Extracted data entries
────

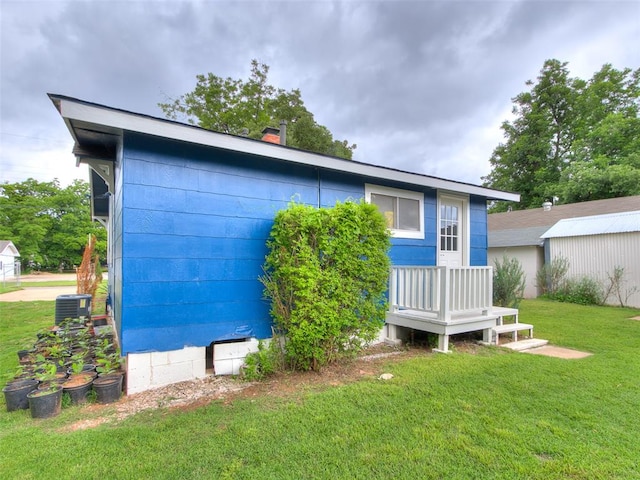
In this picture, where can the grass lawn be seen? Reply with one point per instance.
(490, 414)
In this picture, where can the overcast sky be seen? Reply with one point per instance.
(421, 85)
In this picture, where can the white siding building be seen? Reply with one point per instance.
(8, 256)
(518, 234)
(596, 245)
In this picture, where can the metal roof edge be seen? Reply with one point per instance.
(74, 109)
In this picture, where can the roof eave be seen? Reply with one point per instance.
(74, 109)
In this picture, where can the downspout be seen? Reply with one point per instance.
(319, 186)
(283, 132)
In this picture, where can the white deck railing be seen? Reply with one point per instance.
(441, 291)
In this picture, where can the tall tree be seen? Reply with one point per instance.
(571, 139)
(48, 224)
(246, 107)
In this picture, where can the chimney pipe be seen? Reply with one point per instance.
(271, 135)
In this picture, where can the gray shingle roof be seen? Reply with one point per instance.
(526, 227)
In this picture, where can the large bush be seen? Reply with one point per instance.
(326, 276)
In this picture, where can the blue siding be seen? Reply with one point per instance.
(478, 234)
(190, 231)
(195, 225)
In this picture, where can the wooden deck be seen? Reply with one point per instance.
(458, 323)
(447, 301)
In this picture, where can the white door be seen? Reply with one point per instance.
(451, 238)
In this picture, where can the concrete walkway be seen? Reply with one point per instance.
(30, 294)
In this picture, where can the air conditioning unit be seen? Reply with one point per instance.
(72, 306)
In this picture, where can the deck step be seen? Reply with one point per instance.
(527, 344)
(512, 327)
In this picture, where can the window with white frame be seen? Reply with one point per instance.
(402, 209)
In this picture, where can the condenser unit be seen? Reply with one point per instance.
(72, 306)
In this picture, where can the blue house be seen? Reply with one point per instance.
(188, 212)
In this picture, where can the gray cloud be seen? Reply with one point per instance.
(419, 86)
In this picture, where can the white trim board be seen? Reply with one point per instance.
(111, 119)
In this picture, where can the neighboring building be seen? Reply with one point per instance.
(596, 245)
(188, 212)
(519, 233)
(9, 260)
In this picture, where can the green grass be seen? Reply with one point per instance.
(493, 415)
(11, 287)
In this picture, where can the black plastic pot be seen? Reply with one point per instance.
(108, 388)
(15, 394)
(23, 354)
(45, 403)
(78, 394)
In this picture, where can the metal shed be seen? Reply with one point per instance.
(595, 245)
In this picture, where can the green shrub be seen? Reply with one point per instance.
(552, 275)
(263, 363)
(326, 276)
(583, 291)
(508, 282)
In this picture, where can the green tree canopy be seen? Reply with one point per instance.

────

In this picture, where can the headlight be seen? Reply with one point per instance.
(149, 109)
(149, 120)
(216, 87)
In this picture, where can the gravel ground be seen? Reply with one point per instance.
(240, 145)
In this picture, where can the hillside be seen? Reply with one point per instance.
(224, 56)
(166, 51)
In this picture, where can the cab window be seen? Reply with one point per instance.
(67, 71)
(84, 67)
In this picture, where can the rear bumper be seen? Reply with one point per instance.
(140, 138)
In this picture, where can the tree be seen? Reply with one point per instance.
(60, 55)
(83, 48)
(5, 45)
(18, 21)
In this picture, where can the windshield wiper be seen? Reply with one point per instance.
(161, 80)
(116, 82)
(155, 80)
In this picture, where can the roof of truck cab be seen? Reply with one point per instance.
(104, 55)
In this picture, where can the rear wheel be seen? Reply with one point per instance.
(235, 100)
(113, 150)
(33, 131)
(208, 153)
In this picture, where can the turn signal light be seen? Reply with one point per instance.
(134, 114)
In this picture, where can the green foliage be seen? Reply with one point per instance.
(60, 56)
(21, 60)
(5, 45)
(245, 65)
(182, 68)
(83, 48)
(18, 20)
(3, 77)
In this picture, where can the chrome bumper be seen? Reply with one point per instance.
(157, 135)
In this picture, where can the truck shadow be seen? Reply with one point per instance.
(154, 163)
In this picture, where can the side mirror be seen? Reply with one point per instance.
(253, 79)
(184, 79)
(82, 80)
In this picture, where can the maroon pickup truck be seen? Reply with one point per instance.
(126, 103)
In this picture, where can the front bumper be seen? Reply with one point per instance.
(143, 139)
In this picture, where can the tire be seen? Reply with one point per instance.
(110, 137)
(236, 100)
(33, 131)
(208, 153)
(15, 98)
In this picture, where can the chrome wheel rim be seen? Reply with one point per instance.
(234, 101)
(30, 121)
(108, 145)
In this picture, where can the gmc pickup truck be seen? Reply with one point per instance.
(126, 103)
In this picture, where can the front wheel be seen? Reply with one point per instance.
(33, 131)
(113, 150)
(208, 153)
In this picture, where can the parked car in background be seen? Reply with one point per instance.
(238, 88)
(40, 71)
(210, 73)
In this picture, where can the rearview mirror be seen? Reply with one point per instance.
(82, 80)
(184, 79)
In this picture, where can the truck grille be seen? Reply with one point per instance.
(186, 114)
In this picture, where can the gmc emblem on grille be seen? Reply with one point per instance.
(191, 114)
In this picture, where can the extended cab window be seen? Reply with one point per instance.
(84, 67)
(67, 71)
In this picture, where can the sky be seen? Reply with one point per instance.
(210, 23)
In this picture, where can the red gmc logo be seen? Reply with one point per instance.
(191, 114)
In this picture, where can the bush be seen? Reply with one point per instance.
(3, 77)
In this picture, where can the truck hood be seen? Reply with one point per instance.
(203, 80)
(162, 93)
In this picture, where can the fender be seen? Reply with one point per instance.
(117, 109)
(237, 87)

────

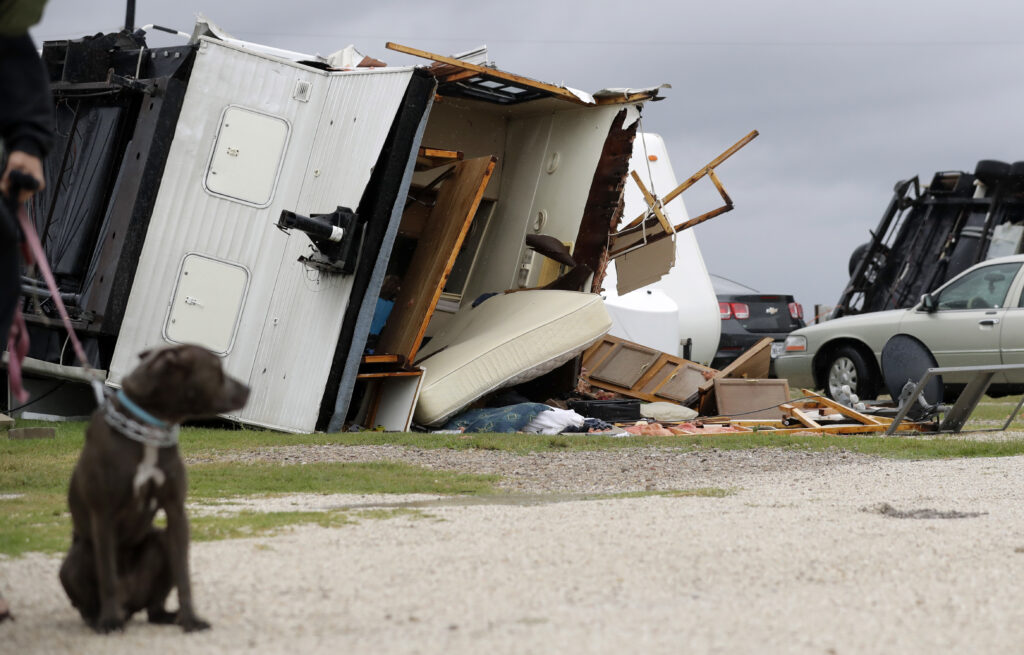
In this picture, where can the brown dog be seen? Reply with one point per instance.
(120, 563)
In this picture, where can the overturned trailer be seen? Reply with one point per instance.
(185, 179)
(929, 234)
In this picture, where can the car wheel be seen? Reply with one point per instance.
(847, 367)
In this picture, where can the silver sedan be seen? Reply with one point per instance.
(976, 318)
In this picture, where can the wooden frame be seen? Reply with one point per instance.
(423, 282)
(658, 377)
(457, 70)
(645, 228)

────

▶ **PROBLEM**:
Pull out every line above that contains the string "bush", counting only matches with the same letter case.

▶ **CORRECT OUTPUT**:
In this picture, where can the large bush be seen? Reply with one point per instance.
In this picture, where can the bush be seen? Reply with one point per instance.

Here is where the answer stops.